Document passage >>
>>
# Irish Times : "Why is Ireland so unattractive to foreign banks?"



## Brendan Burgess (21 Aug 2022)

Why is Ireland so unattractive to foreign banks?
					

Why are big European lenders like NatWest and KBC so keen to get out of Ireland?




					www.irishtimes.com
				




_You might reasonably wonder why two of Europe’s largest lenders (Ulster Bank is owned by the UK’s second largest bank NatWest, KBC is Belgium’s second largest lender) are so keen to exit what is the fastest-growing economy in Europe. Banks typically thrive in such environs.

From a banking perspective there is something distinctly unattractive about the Irish market and it’s something that gets little airtime, largely because the dominant narrative here is that banks are bad and whatever befalls them their sins are infinitely worse. More than any other institution they dragged us down a financial wormhole in 2008. And after being bailed out by the taxpayer they repaid us by illegally overcharging more than 40,000 tracker mortgage holders, a scandal that went on under the nose of the regulator for several years._


----------



## Purple (21 Aug 2022)

The legal sector/profession/industry is cited as a major part of the problem but like any other business sector they are in it to make money and will do whatever it allowed or tolerated to achieve that goal. It’s unfair to expect them to do otherwise. It’s down to our legislators to set the rules of the game.


----------



## Jim2007 (22 Aug 2022)

The article is behind a pay wall, but did anyone actually as the decision makers and any major European bank why they are not interested in getting involved in consumer lending in Ireland or for that matter cross border lending in other European markets?


----------



## NoRegretsCoyote (22 Aug 2022)

Brendan Burgess said:


> From a banking perspective there is something distinctly unattractive about the Irish market


Legacy banks provide more or less three things: deposit-taking, lending, and payment services.

Deposit-taking is unattractive but it's unattractive everywhere. Years of QE mean a lot of liquidity all over the system.
<<
(Rows excerpted from a collection)
>>
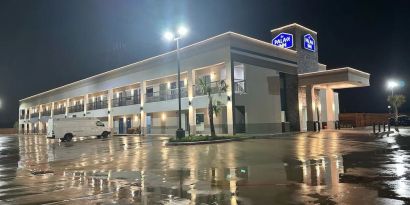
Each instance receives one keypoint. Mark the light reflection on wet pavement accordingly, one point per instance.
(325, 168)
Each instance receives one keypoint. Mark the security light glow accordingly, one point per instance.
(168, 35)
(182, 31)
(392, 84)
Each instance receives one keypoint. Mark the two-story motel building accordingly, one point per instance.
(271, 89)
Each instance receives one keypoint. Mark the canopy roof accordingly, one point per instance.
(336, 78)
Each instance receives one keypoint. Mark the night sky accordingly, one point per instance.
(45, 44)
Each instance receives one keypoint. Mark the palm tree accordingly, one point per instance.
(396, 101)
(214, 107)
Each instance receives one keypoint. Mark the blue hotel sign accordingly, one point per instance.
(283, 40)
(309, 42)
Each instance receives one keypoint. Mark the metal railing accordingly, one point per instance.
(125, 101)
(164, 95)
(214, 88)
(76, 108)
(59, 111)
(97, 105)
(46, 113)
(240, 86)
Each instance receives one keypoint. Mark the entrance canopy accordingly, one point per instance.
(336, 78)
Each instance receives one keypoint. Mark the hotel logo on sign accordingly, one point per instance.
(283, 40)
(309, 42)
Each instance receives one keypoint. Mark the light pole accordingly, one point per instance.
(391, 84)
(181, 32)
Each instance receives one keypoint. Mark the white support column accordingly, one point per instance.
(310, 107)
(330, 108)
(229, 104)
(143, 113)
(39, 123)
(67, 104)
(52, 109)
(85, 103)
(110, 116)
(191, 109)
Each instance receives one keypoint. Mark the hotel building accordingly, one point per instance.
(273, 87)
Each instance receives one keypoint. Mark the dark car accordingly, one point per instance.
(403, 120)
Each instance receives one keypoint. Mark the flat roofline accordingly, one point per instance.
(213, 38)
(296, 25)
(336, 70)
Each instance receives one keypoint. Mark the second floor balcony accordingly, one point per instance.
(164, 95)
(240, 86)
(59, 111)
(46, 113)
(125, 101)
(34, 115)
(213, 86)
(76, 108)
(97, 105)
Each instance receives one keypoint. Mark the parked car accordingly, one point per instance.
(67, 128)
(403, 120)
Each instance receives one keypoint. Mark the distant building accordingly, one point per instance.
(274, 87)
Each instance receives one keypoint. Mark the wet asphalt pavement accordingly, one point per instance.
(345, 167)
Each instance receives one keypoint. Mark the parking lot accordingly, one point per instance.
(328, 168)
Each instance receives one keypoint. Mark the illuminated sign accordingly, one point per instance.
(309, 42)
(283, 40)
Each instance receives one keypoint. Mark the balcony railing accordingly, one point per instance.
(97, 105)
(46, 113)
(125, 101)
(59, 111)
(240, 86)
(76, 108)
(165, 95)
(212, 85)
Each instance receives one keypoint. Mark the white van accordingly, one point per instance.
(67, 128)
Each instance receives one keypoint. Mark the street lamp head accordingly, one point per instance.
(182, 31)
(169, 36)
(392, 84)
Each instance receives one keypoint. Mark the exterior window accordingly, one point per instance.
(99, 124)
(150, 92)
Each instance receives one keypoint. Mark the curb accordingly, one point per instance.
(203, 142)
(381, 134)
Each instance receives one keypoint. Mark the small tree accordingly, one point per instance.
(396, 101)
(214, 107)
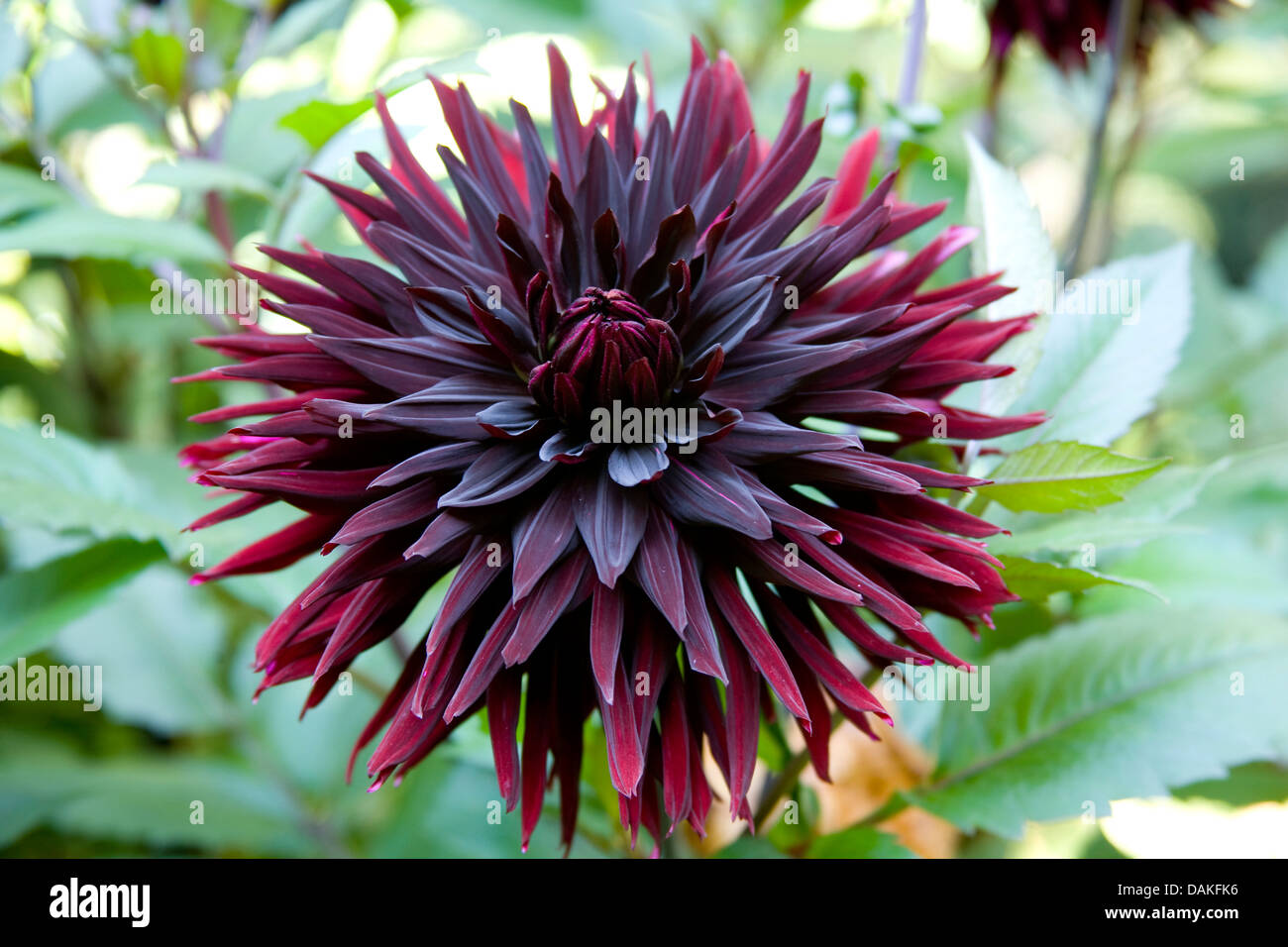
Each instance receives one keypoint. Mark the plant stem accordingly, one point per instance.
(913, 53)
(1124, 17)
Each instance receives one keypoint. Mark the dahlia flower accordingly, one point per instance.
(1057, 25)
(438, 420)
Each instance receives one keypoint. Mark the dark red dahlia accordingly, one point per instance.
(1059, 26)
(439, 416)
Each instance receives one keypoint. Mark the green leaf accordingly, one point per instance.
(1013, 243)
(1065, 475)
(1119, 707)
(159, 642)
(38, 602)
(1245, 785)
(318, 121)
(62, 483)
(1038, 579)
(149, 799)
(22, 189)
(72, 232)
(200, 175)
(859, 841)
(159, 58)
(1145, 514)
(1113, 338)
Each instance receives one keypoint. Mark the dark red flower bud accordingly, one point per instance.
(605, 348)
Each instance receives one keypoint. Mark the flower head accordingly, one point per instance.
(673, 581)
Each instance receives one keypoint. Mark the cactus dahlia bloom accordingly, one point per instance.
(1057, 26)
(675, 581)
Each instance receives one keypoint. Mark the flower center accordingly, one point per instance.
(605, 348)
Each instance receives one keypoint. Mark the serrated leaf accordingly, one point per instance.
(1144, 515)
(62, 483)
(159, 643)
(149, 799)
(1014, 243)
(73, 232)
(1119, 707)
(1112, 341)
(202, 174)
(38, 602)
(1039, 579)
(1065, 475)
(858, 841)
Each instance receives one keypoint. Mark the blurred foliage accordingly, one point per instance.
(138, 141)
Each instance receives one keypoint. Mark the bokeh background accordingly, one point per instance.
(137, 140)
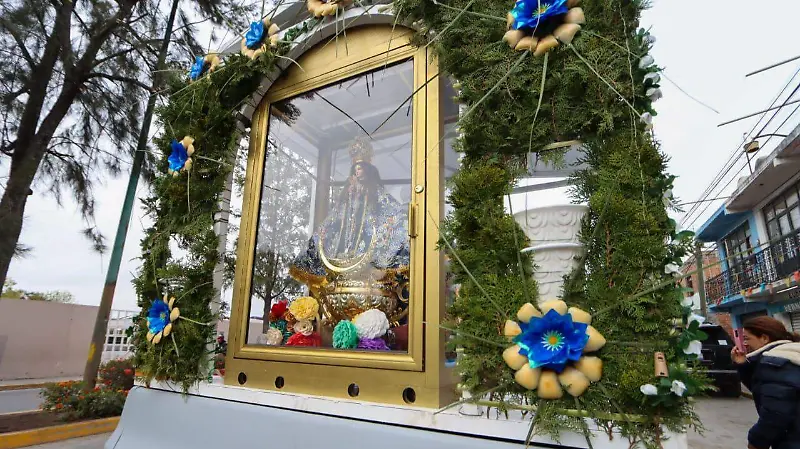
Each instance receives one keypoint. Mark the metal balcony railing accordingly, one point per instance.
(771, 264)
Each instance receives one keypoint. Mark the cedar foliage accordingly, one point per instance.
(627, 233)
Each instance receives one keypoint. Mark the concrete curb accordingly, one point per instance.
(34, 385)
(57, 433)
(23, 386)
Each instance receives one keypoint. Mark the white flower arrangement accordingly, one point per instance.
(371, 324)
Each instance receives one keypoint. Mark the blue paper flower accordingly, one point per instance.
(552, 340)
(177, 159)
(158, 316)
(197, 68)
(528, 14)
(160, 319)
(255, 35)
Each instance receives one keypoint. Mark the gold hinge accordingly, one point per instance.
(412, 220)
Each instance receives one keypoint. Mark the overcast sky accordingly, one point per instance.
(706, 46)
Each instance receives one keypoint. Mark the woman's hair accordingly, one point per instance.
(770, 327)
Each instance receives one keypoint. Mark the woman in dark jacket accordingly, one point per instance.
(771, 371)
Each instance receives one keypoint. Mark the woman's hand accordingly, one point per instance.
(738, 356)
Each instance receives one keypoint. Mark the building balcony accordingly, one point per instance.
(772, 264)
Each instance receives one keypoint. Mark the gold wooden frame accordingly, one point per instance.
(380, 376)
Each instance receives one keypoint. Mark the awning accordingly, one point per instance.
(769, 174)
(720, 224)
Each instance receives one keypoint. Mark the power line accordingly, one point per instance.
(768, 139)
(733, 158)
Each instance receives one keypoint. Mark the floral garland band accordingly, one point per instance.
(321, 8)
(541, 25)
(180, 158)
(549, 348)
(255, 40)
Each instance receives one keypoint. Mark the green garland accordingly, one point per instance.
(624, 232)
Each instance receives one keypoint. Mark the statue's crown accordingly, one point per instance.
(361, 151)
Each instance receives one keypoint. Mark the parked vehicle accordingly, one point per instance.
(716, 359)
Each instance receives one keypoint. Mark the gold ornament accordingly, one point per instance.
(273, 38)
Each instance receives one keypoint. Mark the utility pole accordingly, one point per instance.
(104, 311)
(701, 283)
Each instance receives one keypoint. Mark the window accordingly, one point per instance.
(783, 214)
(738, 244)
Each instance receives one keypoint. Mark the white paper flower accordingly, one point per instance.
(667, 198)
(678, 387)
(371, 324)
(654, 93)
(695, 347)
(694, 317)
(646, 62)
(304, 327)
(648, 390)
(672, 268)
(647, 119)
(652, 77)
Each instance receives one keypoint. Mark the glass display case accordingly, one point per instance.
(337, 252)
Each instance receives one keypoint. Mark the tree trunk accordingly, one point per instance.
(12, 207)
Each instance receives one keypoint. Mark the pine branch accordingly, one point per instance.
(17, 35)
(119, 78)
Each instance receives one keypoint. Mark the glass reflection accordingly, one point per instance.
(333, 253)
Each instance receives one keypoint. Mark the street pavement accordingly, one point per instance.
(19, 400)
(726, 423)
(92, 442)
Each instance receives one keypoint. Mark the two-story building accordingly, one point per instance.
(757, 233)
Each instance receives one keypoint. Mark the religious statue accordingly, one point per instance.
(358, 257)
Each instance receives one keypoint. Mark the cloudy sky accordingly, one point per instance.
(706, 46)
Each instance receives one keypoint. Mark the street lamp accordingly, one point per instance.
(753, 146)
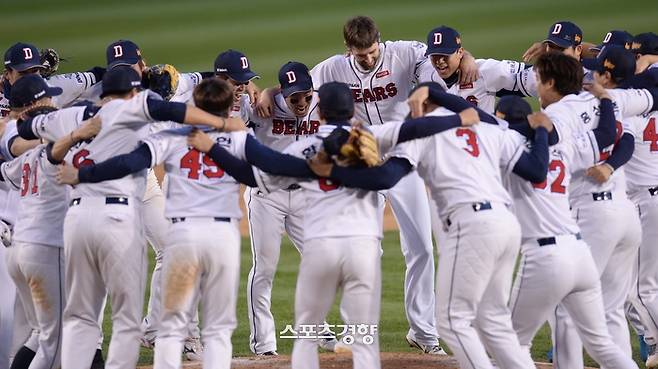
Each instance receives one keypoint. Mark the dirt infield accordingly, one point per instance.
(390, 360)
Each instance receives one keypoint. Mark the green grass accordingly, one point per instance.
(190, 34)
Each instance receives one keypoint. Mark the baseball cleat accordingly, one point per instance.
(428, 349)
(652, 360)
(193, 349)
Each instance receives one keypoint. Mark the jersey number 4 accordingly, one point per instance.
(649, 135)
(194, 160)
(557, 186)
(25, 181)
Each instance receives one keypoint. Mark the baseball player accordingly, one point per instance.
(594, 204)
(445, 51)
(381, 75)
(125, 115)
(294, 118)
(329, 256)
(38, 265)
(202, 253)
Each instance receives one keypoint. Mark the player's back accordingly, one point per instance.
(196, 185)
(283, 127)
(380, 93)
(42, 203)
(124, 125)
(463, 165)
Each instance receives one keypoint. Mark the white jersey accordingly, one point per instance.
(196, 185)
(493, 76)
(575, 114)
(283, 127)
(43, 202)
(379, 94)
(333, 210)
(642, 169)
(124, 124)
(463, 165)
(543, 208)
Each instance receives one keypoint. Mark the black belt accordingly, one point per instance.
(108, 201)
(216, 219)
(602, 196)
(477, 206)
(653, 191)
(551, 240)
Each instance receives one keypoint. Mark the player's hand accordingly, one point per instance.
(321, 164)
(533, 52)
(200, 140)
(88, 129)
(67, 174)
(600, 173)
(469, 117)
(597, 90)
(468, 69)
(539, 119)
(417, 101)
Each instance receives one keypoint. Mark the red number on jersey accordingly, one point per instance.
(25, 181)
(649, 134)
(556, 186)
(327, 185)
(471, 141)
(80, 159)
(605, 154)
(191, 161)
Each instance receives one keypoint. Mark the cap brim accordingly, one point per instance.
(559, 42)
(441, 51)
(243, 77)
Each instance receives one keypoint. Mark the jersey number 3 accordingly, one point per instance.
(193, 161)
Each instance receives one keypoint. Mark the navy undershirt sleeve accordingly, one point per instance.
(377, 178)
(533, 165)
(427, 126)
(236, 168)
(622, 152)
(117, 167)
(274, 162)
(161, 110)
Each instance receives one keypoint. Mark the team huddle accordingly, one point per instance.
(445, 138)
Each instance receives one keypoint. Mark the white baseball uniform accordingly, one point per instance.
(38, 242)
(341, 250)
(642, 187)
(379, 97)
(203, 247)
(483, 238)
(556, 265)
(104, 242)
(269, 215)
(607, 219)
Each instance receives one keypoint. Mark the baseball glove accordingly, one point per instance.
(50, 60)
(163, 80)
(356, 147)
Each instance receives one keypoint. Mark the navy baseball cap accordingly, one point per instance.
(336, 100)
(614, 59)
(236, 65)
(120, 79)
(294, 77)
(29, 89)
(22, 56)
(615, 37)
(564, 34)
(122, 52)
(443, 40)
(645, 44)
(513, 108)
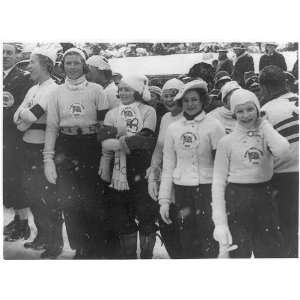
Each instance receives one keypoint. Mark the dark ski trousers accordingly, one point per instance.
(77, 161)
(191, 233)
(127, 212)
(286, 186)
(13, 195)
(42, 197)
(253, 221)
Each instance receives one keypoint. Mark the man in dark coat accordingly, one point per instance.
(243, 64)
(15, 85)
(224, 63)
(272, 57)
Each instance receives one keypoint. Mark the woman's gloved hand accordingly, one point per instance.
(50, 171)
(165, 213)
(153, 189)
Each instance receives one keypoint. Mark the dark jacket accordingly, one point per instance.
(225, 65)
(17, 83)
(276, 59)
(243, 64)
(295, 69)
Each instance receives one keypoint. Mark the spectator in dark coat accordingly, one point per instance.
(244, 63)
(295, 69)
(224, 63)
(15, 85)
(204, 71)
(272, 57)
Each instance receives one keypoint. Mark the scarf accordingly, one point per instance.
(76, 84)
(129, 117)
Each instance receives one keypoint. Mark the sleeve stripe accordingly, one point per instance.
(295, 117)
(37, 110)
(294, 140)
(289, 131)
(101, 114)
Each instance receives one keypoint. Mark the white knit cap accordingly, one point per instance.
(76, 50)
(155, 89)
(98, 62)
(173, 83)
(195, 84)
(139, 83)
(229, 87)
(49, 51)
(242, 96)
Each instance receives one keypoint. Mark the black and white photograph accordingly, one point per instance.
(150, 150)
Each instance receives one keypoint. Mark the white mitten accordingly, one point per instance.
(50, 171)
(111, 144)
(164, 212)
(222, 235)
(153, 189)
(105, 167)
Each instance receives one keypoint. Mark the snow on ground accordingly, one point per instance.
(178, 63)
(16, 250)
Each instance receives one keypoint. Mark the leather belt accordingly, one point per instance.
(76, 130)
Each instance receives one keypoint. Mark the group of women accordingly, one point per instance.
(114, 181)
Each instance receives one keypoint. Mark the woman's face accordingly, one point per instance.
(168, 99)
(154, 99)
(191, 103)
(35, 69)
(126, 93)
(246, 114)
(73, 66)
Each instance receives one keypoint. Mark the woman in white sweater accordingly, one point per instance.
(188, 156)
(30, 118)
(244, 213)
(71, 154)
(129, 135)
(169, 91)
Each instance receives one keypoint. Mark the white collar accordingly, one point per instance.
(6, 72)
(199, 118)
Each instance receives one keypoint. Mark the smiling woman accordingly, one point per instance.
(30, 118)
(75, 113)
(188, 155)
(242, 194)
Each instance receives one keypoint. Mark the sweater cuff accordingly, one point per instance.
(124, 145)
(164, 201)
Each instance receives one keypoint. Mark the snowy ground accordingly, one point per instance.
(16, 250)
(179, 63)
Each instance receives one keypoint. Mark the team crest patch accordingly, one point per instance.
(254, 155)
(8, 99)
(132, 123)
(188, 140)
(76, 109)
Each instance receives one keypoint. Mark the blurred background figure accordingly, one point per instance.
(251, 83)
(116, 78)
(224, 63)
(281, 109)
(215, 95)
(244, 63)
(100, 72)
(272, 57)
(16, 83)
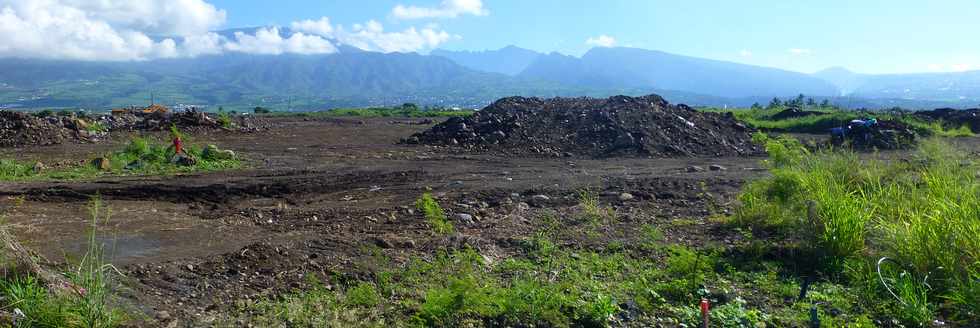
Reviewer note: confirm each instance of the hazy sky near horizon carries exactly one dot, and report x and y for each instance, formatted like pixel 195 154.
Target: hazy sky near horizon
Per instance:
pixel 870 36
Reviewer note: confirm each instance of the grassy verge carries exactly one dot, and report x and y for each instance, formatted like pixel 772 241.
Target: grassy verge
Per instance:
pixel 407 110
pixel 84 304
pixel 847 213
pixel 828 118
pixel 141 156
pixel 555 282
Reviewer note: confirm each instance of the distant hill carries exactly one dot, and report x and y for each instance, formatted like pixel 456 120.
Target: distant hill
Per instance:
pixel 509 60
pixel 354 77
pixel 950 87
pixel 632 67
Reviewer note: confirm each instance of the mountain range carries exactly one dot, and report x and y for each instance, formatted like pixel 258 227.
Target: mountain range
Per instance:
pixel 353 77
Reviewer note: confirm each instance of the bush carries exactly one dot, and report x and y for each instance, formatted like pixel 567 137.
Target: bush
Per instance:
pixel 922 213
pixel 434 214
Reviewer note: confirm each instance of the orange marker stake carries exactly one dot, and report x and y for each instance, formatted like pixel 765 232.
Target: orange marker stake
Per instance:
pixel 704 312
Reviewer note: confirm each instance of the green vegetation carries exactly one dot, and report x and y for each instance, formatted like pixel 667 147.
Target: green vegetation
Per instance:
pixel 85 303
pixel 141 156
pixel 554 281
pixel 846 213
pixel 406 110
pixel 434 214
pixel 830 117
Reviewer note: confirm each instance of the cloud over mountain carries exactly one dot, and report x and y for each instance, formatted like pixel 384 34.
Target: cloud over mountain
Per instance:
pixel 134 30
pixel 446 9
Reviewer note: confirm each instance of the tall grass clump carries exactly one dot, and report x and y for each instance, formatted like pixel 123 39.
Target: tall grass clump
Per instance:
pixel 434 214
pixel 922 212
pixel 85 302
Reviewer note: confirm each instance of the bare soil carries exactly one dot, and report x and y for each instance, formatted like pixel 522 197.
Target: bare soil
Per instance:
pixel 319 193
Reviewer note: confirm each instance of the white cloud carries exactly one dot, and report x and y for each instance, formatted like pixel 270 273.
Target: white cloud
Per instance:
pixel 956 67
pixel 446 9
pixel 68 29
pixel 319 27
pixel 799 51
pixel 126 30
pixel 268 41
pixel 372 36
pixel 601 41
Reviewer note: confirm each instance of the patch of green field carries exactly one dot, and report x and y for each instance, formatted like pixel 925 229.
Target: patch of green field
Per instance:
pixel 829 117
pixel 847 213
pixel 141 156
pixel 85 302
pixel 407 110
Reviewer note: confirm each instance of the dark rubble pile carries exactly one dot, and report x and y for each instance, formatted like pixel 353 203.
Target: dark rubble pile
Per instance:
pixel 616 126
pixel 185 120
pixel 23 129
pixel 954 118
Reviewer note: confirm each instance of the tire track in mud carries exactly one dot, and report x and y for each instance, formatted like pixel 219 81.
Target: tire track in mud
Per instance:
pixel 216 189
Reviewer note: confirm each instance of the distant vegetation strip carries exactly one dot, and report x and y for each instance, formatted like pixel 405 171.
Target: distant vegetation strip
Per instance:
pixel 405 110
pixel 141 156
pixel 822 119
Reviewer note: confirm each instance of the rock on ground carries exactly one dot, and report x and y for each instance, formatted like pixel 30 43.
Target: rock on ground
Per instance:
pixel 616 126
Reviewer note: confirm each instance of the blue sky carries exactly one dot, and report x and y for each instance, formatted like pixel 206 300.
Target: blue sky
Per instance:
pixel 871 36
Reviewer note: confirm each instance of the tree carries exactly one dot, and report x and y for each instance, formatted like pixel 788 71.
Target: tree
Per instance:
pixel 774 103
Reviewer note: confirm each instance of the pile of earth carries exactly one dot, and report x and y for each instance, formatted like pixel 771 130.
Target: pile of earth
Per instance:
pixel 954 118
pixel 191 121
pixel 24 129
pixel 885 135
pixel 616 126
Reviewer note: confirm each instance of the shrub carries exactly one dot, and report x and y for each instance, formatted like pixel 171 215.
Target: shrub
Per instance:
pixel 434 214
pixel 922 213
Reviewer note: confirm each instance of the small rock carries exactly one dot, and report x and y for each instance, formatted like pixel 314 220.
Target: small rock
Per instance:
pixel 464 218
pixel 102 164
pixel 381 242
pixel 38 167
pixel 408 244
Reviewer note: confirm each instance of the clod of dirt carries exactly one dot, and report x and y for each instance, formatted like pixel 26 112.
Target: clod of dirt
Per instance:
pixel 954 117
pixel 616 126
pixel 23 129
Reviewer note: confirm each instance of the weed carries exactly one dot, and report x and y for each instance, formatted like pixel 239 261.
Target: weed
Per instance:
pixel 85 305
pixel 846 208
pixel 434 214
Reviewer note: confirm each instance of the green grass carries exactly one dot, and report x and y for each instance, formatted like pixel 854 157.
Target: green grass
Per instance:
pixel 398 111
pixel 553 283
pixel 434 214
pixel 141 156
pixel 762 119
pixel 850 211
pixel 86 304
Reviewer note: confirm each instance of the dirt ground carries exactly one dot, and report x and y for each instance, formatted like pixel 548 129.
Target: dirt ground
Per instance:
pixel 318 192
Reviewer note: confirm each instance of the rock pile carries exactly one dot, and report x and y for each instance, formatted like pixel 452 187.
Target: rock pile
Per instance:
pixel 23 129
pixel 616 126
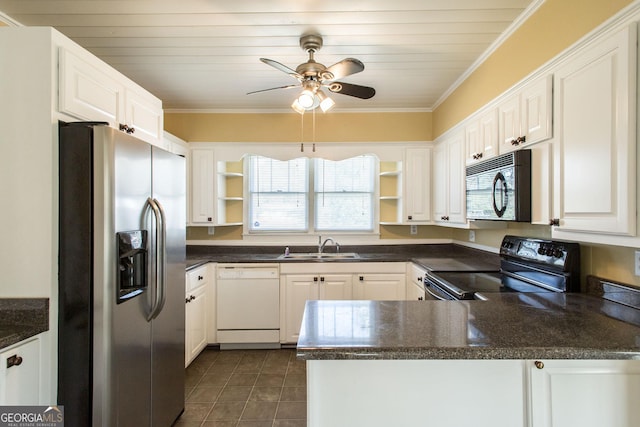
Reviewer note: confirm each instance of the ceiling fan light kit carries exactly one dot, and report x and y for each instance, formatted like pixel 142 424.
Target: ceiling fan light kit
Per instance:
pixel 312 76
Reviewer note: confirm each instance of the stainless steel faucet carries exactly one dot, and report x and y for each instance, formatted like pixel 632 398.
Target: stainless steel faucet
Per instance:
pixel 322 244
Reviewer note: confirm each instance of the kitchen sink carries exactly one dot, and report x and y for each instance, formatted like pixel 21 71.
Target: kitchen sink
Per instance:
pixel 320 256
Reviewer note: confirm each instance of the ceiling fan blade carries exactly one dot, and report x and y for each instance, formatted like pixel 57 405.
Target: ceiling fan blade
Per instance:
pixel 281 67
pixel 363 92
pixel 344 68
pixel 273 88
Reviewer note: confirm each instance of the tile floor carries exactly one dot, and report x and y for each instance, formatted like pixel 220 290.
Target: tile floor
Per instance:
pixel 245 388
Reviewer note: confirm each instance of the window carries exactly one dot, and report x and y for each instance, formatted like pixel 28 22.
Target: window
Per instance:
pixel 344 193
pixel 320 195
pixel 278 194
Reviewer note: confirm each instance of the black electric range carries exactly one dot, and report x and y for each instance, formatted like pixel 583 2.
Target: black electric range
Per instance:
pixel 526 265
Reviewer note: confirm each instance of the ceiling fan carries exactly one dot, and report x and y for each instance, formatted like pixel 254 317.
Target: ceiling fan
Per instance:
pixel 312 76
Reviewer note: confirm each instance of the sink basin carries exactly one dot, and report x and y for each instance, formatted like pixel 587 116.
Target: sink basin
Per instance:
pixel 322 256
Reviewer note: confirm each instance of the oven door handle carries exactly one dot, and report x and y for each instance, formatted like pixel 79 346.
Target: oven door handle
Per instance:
<<
Instructions >>
(1) Answer these questions using the forum thread on foreign banks in Ireland.
(a) Which bank owns Ulster Bank?
(b) How many tracker mortgage holders were illegally overcharged?
(c) What three things do legacy banks provide, according to NoRegretsCoyote?
(2) Duplicate a part of the forum thread on foreign banks in Ireland. Start at the words "## NoRegretsCoyote (22" and end after the words "over the system.".
(3) Go on with the forum thread on foreign banks in Ireland from where it stops.

Answers to the exercise >>
(1)
(a) NatWest, the UK's second largest bank.
(b) More than 40,000.
(c) Deposit-taking, lending, and payment services.

(2)
## NoRegretsCoyote (22 Aug 2022)

Brendan Burgess said:


> From a banking perspective there is something distinctly unattractive about the Irish market


Legacy banks provide more or less three things: deposit-taking, lending, and payment services.

Deposit-taking is unattractive but it's unattractive everywhere. Years of QE mean a lot of liquidity all over the system.

(3)
For lending there are concentration issues with SME lending in particular with the departure of Ulster Bank but mortgage lending is still easy enough to enter.

For payment services Revolut are wiping up in Ireland as they provide a much nicer product than legacy banks. They will move more and more into lending for sure.

The article misses the point that cross-border consolidation within Europe is effectively dead for the last decade for a few reasons. There is little value in a banking brand across markets. Lots of Irish people shopped in Tesco in the UK before it entered the Irish market in the mid-1990s so knew what the product was already. That just doesn't happen with a king.


With banking the regulatory overhead doesn't decrease with cross-border activity in fact it increases to some extent. Retail banks generally don't have any special process or technology either that gives them a competitive edge in a new market or after a takeover. FX lending is particularly penalised by supervisor too. Otherwise there is so much liquidity now that there is no advantage to being able to fund lending in one country from deposits in another.

None of these factors are particularly specific to Ireland. They apply right across the European banking landscape.


----------



## Peanuts20 (23 Aug 2022)

Ulster is a complicated one. Harsh and cold reality is that part of the reason is a legacy of the First Active takeover and Fred the Shreds approach to management and lending. I know people who worked in UB who were appalled by some of the deals the bank got into after the FA takeover and the UK taxpayer, via RBS, pumped €15 billion into UB to keep it afloat. Reality is that Nat West can see no way to make it profitable. One of the ironies of this is that it's App is streets ahead of it's competitors in Ireland.

There is a pattern here, of arrogance from foreign bankers and not being prepared to adjust to the Irish way of doing things, BOSI is another case in point, they were going to transform Irish banking, that never happened

I also think the difficulties in evicting defaulting borrowers and selling their property in effect undermines and devalues the core asset being held as collateral

But the main reason is we are too small, too dependent on property and Foreign investment to make it worth the banks taking the risk.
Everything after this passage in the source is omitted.